(A block of data)
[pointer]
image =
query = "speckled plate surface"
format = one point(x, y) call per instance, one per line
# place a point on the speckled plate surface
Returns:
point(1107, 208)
--
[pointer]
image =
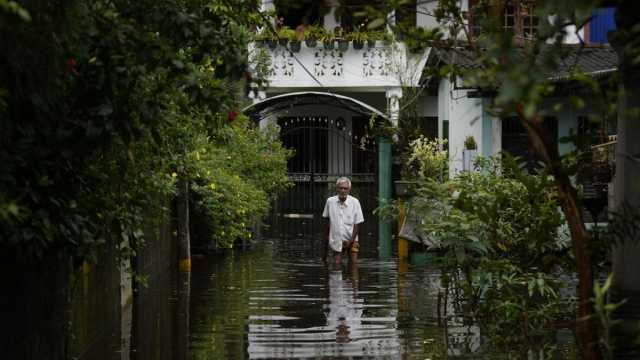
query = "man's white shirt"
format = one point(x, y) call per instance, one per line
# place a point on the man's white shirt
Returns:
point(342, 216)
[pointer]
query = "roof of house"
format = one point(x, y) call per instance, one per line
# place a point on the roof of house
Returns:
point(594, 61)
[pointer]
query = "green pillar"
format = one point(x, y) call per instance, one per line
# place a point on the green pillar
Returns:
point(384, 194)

**To be done:** Show every line in the rows above that contains the string "shirt", treating uppercase and lowercase as different.

**Response:**
query = "man's white shirt"
# place a point on the man's white shirt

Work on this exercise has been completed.